● **TO DO**:
Nothing below is to be printed except the lines between the line holding "Phrase: open car door" and the line holding "Phrase: car wheel", inclusive, each exactly as it appears.

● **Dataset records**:
=-=-=
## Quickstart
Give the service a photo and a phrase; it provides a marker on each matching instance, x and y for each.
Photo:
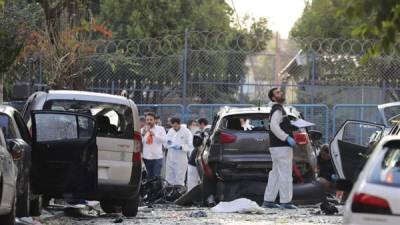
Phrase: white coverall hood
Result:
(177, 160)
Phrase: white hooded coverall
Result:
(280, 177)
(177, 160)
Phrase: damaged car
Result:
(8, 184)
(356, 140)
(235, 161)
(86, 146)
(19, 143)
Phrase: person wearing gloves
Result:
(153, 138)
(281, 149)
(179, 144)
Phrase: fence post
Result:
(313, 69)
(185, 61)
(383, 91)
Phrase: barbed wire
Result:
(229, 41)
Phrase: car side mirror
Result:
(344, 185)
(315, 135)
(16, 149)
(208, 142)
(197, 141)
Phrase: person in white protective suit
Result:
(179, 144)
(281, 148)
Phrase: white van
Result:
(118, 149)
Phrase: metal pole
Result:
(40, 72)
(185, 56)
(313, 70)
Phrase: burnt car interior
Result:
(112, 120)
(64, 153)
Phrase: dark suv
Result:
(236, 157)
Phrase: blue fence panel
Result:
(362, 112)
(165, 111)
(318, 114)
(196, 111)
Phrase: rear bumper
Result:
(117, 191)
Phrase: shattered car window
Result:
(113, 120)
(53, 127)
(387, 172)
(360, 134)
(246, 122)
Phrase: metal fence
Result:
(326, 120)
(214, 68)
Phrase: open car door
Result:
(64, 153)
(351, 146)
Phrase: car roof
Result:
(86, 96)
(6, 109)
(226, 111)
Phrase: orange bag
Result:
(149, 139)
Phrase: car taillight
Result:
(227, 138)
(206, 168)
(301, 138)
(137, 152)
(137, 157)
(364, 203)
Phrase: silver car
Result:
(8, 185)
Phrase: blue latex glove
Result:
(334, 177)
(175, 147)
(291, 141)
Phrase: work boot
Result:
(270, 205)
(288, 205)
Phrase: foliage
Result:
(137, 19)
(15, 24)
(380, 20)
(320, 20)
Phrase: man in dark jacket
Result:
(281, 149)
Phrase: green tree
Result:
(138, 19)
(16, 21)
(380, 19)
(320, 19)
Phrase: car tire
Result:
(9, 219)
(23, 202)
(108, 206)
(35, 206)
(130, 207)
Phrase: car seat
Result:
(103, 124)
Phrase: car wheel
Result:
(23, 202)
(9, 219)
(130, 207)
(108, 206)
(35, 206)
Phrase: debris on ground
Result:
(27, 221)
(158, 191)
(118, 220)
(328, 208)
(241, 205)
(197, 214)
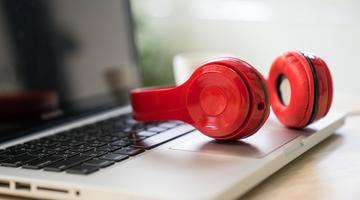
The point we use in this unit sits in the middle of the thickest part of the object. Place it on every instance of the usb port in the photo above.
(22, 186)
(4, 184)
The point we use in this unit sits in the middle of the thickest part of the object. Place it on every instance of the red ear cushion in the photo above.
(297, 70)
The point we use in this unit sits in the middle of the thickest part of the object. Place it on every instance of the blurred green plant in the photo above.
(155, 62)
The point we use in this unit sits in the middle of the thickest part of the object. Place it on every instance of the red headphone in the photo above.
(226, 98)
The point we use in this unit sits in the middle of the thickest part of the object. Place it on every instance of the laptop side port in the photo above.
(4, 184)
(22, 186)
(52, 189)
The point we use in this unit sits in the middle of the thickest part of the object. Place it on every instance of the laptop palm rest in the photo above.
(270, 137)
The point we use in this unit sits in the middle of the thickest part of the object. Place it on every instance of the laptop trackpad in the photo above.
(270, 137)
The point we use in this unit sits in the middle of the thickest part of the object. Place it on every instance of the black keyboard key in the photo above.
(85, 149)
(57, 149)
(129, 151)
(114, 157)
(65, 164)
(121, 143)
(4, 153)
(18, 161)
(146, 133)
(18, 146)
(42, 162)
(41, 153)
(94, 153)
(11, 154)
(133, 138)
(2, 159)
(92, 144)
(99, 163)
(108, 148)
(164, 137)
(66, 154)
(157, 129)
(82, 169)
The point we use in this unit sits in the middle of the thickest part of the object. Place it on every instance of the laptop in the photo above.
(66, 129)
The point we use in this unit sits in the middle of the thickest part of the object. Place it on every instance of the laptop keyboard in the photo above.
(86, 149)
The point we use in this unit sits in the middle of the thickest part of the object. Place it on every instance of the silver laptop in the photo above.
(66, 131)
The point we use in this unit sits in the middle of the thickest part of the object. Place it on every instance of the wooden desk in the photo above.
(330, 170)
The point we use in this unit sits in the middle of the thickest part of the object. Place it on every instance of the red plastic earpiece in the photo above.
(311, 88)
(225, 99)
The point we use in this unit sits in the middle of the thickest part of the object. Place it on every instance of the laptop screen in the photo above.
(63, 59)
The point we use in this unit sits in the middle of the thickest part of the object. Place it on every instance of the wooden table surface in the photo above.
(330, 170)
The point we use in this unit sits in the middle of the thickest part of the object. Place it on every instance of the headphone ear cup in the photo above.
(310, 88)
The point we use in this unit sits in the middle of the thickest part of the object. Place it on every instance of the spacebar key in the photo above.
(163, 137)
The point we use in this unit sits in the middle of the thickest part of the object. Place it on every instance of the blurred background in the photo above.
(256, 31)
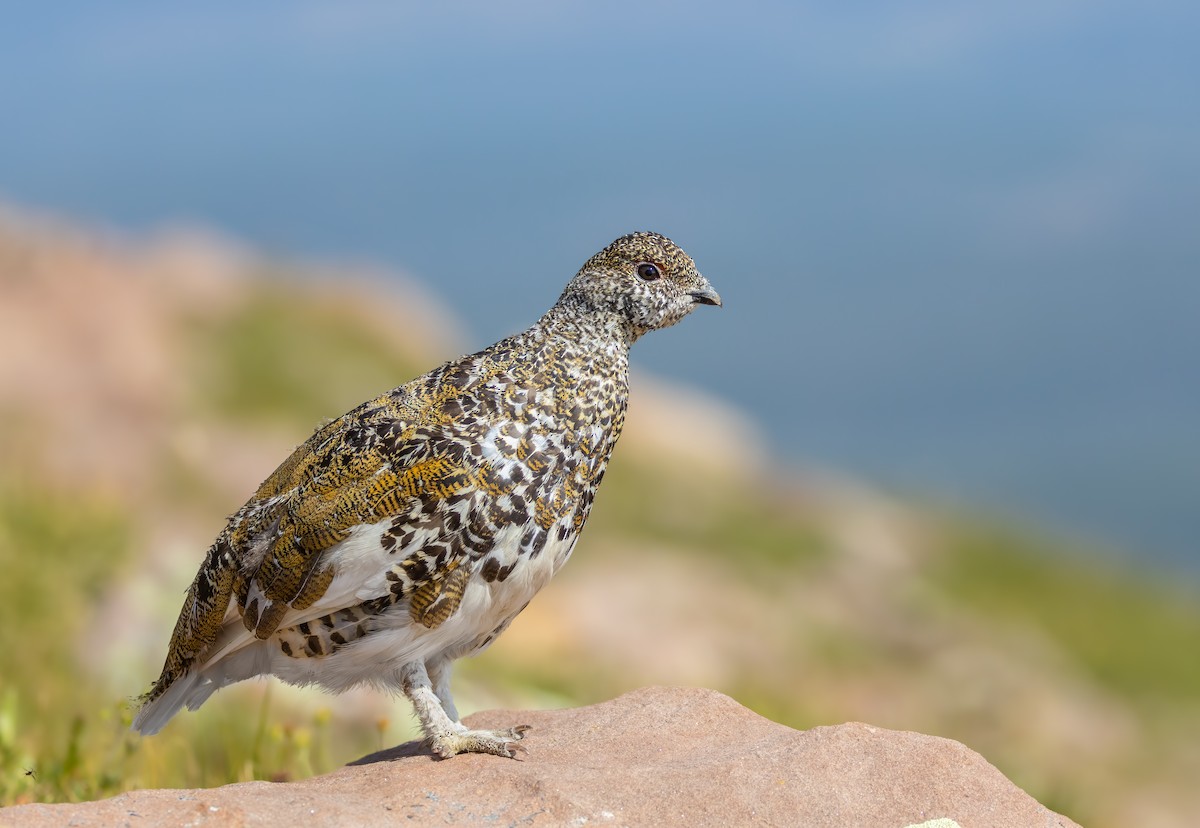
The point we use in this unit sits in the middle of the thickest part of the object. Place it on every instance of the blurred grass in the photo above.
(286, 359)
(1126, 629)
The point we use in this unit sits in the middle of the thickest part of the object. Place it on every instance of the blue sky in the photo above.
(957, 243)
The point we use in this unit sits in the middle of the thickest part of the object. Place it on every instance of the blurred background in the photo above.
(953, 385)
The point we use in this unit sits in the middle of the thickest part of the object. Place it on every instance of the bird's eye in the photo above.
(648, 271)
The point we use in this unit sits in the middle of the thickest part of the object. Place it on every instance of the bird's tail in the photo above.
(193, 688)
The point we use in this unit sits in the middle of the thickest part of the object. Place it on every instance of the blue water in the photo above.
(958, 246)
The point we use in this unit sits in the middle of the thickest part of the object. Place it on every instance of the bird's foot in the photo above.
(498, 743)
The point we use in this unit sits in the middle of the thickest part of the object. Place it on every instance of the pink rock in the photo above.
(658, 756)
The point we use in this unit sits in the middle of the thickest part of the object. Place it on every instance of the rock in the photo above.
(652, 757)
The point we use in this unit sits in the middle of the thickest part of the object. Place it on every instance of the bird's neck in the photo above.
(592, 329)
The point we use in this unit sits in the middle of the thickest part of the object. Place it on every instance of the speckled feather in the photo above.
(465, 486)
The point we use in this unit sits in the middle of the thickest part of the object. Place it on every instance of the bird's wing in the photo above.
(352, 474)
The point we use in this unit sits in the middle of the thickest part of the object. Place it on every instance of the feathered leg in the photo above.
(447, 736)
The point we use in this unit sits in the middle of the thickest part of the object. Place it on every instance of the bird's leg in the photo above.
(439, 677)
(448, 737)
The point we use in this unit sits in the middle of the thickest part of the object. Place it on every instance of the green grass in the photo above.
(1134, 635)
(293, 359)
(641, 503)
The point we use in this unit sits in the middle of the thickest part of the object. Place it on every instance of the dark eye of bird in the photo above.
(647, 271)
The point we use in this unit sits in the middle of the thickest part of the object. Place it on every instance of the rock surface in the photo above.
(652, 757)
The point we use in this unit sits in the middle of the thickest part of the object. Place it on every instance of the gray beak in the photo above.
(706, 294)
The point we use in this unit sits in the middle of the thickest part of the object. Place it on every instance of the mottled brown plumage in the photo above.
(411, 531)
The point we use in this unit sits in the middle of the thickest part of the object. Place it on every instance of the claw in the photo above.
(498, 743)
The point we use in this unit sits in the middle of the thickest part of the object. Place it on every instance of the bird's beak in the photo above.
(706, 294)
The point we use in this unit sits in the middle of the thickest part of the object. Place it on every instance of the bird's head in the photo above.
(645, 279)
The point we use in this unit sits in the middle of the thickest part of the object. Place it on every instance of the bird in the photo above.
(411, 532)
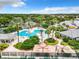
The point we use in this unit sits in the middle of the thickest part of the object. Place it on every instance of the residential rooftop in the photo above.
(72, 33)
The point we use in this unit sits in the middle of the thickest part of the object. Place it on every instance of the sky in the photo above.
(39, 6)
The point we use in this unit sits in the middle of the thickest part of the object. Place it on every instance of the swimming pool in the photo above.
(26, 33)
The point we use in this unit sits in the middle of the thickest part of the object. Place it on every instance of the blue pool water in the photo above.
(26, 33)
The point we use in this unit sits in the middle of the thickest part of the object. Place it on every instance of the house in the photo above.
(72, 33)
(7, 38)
=-=-=
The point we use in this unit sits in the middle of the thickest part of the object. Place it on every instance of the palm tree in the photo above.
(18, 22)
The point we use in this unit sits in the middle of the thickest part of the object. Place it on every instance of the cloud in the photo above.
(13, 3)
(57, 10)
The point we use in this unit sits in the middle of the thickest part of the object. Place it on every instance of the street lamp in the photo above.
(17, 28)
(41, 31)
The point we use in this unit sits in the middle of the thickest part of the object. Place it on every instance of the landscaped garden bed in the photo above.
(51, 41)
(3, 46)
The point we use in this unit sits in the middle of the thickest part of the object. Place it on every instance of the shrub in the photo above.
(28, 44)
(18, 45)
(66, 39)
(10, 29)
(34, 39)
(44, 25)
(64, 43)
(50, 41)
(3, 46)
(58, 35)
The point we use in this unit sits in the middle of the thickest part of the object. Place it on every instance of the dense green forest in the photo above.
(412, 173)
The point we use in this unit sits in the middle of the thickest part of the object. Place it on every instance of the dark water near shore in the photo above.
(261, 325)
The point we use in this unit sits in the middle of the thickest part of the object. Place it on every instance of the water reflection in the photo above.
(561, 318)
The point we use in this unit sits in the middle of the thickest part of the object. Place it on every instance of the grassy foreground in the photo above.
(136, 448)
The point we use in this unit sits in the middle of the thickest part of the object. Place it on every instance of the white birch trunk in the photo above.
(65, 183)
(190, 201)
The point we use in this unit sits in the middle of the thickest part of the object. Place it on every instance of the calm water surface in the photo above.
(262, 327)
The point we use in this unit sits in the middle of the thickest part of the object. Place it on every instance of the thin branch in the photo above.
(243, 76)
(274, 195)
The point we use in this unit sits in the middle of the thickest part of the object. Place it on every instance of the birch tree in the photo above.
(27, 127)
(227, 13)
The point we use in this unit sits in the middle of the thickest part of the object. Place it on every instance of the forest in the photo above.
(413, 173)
=-=-=
● **RESPONSE TO THIS TASK**:
Phrase: open car door
Result:
(64, 153)
(351, 146)
Phrase: car roof
Result:
(86, 96)
(6, 109)
(226, 111)
Phrase: orange bag
Result:
(149, 139)
Phrase: car taillight
Result:
(227, 138)
(206, 168)
(301, 138)
(137, 152)
(137, 157)
(364, 203)
Phrase: silver car
Result:
(8, 185)
Phrase: blue latex glove
Result:
(334, 177)
(175, 147)
(291, 141)
Phrase: work boot
Result:
(270, 205)
(288, 205)
Phrase: foliage
Result:
(137, 19)
(15, 24)
(380, 20)
(320, 20)
Phrase: man in dark jacket
Result:
(281, 149)
Phrase: green tree
Result:
(138, 19)
(16, 21)
(380, 19)
(320, 19)
Phrase: car tire
Result:
(9, 219)
(23, 202)
(108, 206)
(35, 206)
(130, 207)
Phrase: car seat
Result:
(103, 124)
Phrase: car wheel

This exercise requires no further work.